WORK REQUIRED: For the entries that follow, restate word for word the line containing "box: [215, 60, 248, 139]", the line containing "positive clicks: (219, 133) (230, 136)", and every line that lies between them.

****************************************

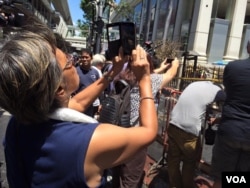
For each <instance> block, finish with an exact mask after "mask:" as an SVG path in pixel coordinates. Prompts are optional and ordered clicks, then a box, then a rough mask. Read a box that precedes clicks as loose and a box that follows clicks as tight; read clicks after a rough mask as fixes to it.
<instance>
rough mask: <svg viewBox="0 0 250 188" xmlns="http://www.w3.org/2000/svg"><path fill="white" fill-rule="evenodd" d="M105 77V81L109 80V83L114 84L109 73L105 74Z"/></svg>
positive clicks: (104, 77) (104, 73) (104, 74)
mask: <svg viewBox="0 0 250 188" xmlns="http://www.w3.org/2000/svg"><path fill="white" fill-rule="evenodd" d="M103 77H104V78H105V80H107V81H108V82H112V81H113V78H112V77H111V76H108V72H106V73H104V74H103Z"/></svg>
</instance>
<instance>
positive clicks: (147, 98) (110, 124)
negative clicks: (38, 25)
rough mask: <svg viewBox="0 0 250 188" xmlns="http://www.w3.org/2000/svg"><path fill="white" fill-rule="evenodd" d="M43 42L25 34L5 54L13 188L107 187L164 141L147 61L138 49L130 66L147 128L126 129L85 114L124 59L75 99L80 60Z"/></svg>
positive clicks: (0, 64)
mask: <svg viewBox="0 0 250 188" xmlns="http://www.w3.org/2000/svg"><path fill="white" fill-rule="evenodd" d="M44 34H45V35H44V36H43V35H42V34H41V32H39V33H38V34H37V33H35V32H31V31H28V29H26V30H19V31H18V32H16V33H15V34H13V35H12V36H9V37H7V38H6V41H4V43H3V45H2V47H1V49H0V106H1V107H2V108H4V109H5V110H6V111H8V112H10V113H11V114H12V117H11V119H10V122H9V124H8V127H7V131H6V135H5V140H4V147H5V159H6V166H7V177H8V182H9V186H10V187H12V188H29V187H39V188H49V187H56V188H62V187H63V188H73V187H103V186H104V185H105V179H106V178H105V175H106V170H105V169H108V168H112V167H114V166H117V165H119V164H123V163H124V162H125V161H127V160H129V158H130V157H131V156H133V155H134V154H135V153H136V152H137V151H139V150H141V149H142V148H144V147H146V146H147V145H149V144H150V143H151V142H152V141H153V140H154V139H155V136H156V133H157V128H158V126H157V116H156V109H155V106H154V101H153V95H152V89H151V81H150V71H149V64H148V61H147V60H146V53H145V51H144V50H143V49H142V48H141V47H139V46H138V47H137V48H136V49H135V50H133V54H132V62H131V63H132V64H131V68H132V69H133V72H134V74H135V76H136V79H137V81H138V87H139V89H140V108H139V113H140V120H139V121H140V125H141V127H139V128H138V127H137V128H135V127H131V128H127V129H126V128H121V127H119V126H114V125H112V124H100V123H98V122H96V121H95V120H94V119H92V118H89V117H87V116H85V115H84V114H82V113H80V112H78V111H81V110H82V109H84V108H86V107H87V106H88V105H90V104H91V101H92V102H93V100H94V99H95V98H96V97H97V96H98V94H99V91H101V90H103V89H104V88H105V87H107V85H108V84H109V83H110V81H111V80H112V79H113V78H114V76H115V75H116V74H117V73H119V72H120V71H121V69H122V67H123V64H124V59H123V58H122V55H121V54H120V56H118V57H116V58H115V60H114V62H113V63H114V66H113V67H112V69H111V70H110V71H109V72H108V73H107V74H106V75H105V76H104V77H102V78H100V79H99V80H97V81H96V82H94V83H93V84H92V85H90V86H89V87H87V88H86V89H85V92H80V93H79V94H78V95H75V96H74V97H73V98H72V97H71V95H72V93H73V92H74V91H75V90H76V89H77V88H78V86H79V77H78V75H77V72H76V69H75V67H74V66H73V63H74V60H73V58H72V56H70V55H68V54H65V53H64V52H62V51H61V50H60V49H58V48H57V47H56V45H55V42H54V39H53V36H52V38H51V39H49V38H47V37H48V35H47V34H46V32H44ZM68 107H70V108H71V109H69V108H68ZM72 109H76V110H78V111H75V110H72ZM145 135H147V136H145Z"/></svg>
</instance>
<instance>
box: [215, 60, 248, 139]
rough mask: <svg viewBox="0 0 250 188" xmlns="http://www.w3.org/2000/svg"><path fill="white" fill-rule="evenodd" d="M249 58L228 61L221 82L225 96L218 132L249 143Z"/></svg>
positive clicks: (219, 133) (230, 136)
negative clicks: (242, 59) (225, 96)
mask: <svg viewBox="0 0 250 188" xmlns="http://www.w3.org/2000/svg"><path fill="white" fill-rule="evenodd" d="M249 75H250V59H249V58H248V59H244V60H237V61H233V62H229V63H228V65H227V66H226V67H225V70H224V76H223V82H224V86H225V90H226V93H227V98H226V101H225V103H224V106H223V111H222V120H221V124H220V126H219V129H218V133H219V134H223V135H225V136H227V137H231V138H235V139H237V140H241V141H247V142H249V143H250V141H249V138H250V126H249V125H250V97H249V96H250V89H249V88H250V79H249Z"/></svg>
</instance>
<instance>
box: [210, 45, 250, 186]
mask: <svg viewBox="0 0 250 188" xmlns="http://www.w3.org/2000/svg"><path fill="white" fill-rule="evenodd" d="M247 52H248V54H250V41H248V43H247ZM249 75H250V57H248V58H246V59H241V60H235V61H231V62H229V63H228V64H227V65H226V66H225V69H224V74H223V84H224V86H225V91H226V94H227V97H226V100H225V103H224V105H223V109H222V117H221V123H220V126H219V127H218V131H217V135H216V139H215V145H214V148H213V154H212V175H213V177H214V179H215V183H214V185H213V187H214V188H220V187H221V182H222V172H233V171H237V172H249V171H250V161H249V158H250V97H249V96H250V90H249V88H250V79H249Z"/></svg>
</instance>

****************************************

RESPONSE TO THIS TASK:
box: [215, 60, 248, 139]
rough mask: <svg viewBox="0 0 250 188" xmlns="http://www.w3.org/2000/svg"><path fill="white" fill-rule="evenodd" d="M249 58L228 61L221 82L225 96L218 132L249 143Z"/></svg>
positive clicks: (219, 133) (230, 136)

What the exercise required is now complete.